(Items from a data source)
-- -- --
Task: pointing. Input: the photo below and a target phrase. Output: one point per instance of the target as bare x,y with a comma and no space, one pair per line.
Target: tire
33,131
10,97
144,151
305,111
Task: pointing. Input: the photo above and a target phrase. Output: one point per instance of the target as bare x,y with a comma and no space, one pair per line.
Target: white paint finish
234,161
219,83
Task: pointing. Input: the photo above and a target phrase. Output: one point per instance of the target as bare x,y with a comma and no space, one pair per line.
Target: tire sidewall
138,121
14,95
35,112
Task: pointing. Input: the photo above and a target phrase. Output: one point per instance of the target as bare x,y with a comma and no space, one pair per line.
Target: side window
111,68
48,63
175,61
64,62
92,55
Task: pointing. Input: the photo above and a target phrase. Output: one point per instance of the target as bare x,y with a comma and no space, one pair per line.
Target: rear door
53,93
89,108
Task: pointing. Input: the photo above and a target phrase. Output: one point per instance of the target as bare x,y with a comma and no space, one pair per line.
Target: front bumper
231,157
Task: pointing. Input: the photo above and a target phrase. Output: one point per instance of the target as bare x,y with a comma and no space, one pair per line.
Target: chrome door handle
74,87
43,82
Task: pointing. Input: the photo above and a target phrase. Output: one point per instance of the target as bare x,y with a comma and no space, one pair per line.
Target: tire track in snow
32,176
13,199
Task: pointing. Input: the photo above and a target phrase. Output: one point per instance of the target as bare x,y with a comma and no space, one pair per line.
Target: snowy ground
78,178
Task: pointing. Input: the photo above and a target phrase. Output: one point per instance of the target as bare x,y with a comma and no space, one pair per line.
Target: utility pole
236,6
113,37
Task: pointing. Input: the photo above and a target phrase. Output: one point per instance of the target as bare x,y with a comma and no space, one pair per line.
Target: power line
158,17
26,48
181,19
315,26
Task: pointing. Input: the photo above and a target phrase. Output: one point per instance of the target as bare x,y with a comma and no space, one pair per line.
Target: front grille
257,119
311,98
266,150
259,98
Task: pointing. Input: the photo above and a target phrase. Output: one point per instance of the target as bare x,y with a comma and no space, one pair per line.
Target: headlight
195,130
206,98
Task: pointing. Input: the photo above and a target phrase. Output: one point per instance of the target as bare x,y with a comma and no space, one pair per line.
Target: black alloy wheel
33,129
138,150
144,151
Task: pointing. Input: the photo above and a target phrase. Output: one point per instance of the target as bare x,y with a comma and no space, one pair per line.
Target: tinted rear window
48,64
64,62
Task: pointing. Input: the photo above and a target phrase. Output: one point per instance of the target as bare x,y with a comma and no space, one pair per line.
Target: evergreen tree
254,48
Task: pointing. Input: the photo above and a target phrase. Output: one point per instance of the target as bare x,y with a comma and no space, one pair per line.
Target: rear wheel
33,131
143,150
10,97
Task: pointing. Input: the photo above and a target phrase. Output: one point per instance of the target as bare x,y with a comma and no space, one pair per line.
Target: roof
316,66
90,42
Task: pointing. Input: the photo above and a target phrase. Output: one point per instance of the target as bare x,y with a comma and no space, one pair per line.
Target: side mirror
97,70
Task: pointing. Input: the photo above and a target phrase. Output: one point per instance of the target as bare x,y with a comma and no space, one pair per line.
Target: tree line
-- -- --
**TASK BRIEF:** Taking the line that contains "Target: rear wheel" as the first, reproduce every line through the end of the entries exactly.

**TASK RESULT:**
Target: rear wheel
33,131
143,150
10,97
Task: pointing. Input: the photo above and a target phrase. Output: one point per instance of the target as bare x,y with a comma and no space, one pair per line.
Target: roof
316,66
90,42
Task: pointing. Input: the photo above and a target phrase. Output: one point per instance of the target as bare x,y with a comma and no space, one pair per line.
Target: side mirror
97,70
Task: pointing. Input: the photo above and a target phrase. Output: one point per instance of the target as bare x,y with a comma and no space, one pair per line.
Target: tree line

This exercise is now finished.